Alega, em suma, que a demandada preencheu, assinou e lhe entregou um cheque, para pagamento de rendas devidas por Paulo Paiva, companheiro da demandante e não pagas. Mais alega que o depositou na sua conta bancária, tendo o mesmo sido devolvido por ter sido dado como extraviado.
Para tanto, alegou os factos constantes do seu Requerimento Inicial de fls. 1 a 5, que se dá por integralmente reproduzido.
Juntou 2 documentos (fls. 6 a 11) que igualmente se dão por reproduzidos.
Regularmente citada, veio a demandada apresentar contestação de fls. 17 a 21, defendendo-se por excepção por ilegitimidade passiva – considerando não estar obrigada ao pagamento das rendas devidas por terceiro, uma vez que não é titular do contrato de arrendamento - e caso julgado – dado que o cheque foi dado à execução tendo os embargos que apresentou sido considerados procedentes.

INFORMAÇÃO FORNECIDA:
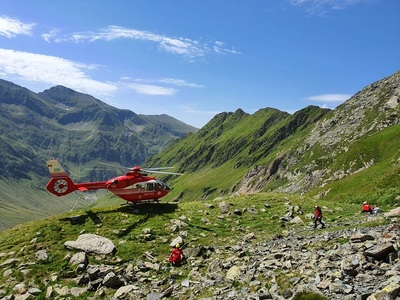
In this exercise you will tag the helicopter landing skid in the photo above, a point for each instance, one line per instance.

INSTRUÇÕES DO EXERCÍCIO:
1 – Reescreva em forma de lista o parágrafo do texto de leitura que começa por «Regularmente citada», mantendo os factos principais.
2 – No texto de leitura, qual foi a razão da devolução do cheque que a demandante depositou na sua conta?
3 – Prossiga o texto de leitura sobre o litígio do cheque a partir do ponto em que termina.
O material fornecido é independente do texto de leitura.

RESPOSTAS POR TAREFA:
1 –
- A demandada, regularmente citada, apresentou contestação (fls. 17 a 21).
- Defendeu-se por excepção de ilegitimidade passiva: não se considera obrigada a pagar rendas devidas por terceiro, por não ser titular do contrato de arrendamento.
- Invocou ainda caso julgado: o cheque foi dado à execução e os embargos que apresentou foram considerados procedentes.

2 – O cheque foi devolvido por ter sido dado como extraviado.

3 –
Juntou 2 documentos (fls. a 23 a 28).
A demandante pronunciou-se por requerimento escrito acerca das excepções invocadas – fls. 35 a 40.
Tendo a Demandante afastado o recurso à Mediação, procedeu-se á marcação da Audiência de Discussão e Julgamento, para o dia 15 de Outubro de 2019.
Procedeu-se à realização da Audiência de Julgamento, com observância do formalismo legal, conforme da respectiva acta melhor se alcança.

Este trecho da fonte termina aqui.